> _Written problem_
Answer these from the article on Cambodia's coalition talks:
(a) How many National Assembly seats is the CPP expected to win?
(b) According to Khieu Kanharith, who is to provide the draft list of government appointments?
(c) What position does Mu Sochua hold?

> _Text to read_
───

Hun Sen trying to divide and conquer?


Royalist parties greet possibility of joining ruling coalition with skepticism and accuse CPP of using divide-and-conquer tactics


Funcinpec secretary general Nhek Bun Chhay.

OPPOSITION parties Thursday denied jockeying for posts in Cambodia's new government, saying that Prime Minister Hun Sen's suggestion of a broad coalition of political groups was a bid to split his opponents and weaken resistance to his ruling Cambodian People's Party.

Hun Sen, speaking publicly Wednesday for the first time since June, said he would welcome "honest men" into government and that the CPP, which is expected to win 90 of the National Assembly's 123 seats, would again form a government with its old coalition partner Funcinpec.

The royalists could get as many as 30 positions in government, including a ministerial post, government spokesman Khieu Kanharith said Thursday.

"We are waiting for the draft list of government appointments by Nhek Bun Chhay," Khieu Kanharith said, referring to Funcinpec's secretary general, whose faction inside the party has remained loyal to the CPP.

In an apparent allusion to the Human Rights Party (HRP) and Norodom Ranariddh Party (NRP), Hun Sen said that other political groups were also asking for a government partnership.

"I welcome all people...this new government will become bloated but it will not be a problem as long as we all keep working together," Hun Sen said, adding that opposition parties were "going back and forth over positions" in government.

But HRP president Kem Sokha told the Post Thursday that his party never considered an agreement with the CPP, saying his party was instead intent on "finding justice for people who [were disenfranchised]" when thousands of names were left off of voter registration lists, preventing them from casting their ballots.

Senior officials with the NRP and main opposition Sam Rainsy Party also denied asking the CPP for a coalition deal.

"The electoral process is not over, we do not recognise the election results. There is no point discussing coalitions," said Mu Sochua, deputy secretary general of the SRP.

She added that Hun Sen's overtures to other parties was "part of the same pattern - control by splitting."

"We are not falling for this at all," she said Thursday, adding that the opposition's complaints over vote irregularities had to be resolved before the parties could join the National Assembly.

The opposition has threatened to boycott the Assembly's first session, drawing an angry rebuke from Hun Sen, who said their seats - 31 in all - would be given to those parties present.

───

> _Stored rows_
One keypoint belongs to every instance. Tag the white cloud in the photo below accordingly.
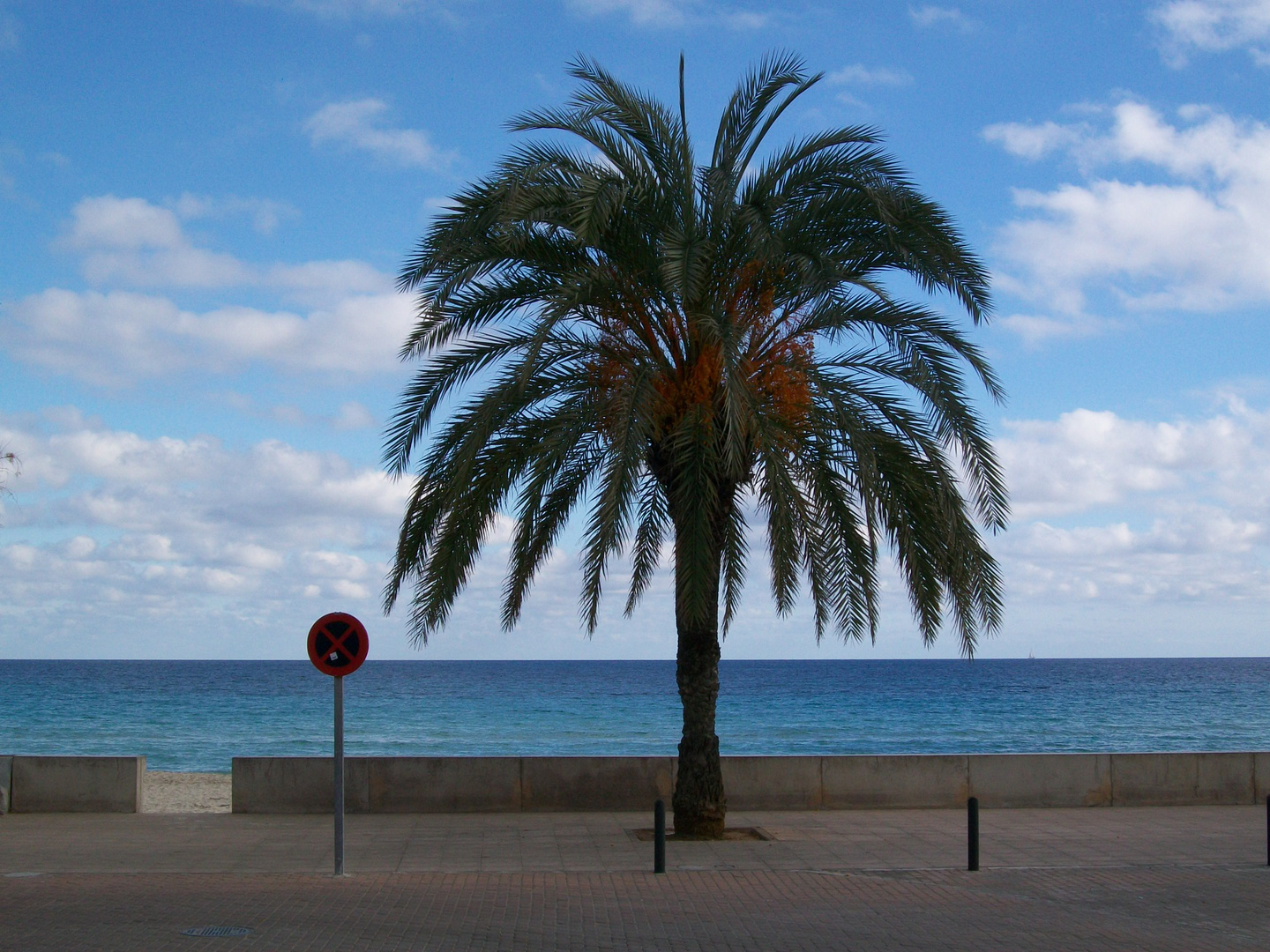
(354, 417)
(1199, 239)
(1213, 26)
(131, 242)
(117, 338)
(1029, 141)
(351, 317)
(185, 533)
(930, 16)
(358, 123)
(672, 13)
(8, 31)
(871, 77)
(1152, 510)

───

> _Output below_
(a) 90 of the National Assembly's 123 seats.
(b) Nhek Bun Chhay, Funcinpec's secretary general.
(c) Deputy secretary general of the Sam Rainsy Party (SRP).